- Given problem
Identify each line in the listing below that contains the string "Target", where uppercase and lowercase letters count as different. Copy every such line in full.

- Input material
----------
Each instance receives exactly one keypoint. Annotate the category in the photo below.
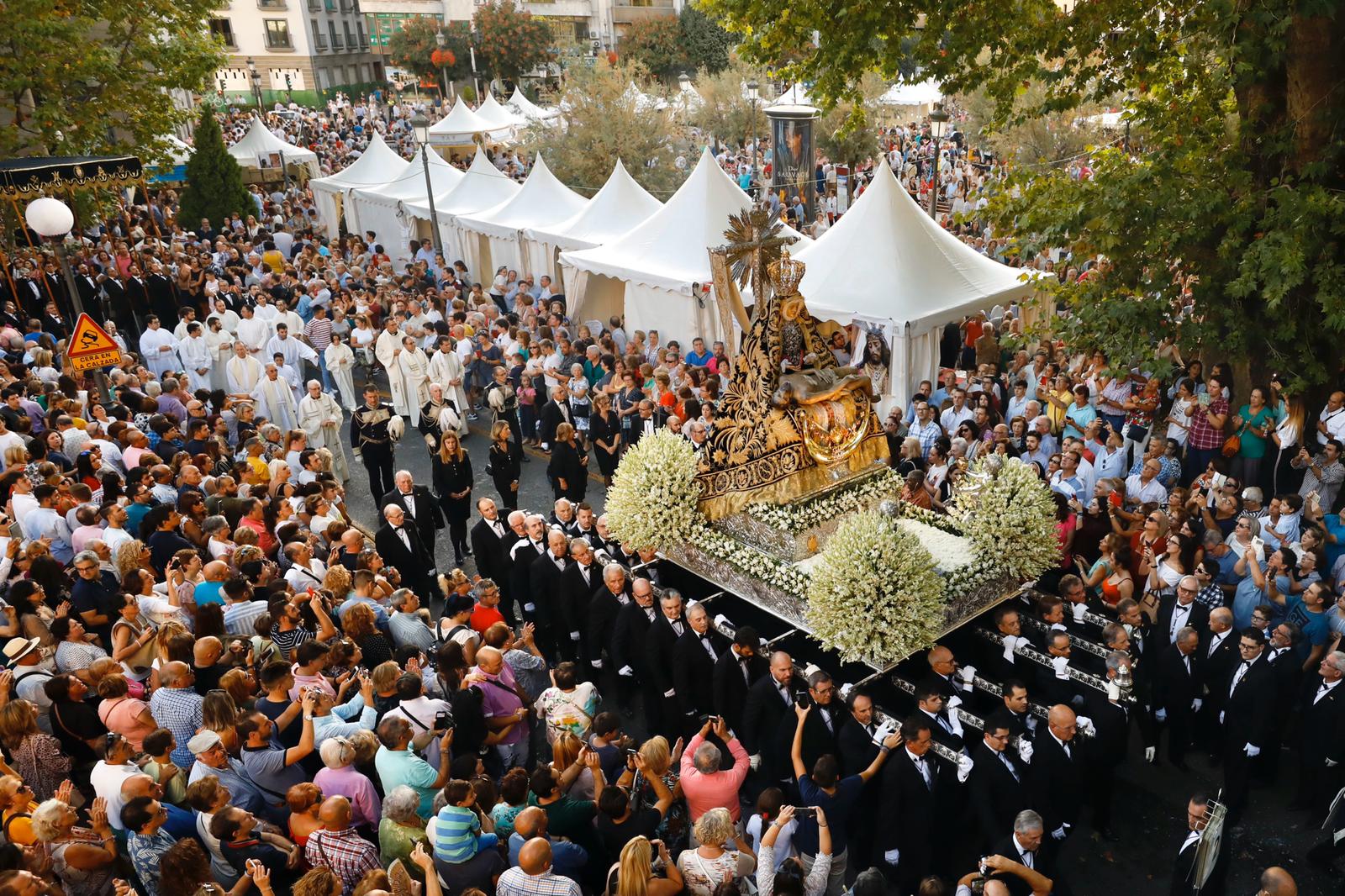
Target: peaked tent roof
----------
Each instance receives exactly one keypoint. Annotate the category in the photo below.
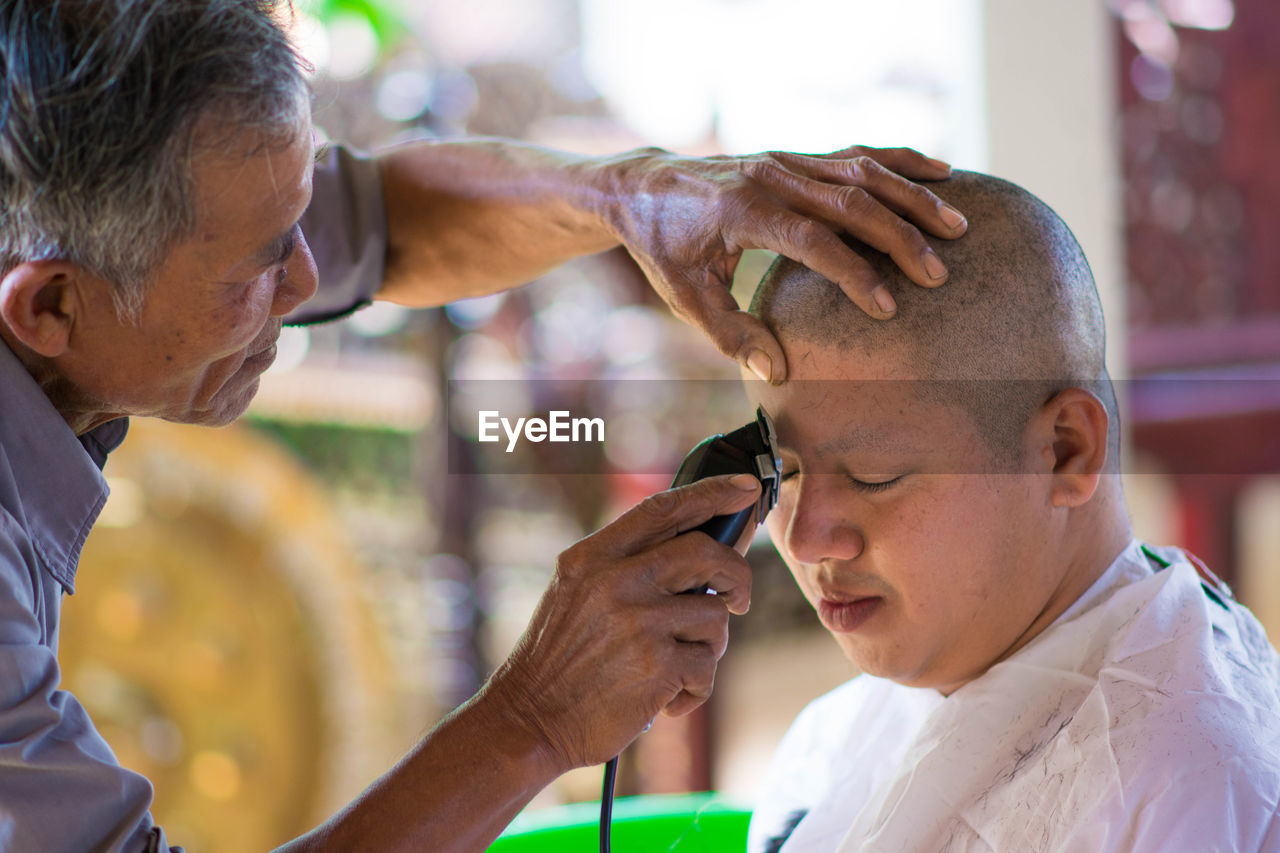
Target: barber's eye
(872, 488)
----------
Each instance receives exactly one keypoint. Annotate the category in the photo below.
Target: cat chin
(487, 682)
----------
- Written solution
Target: peaked tent roof
Target: barber's eye
Target: cat chin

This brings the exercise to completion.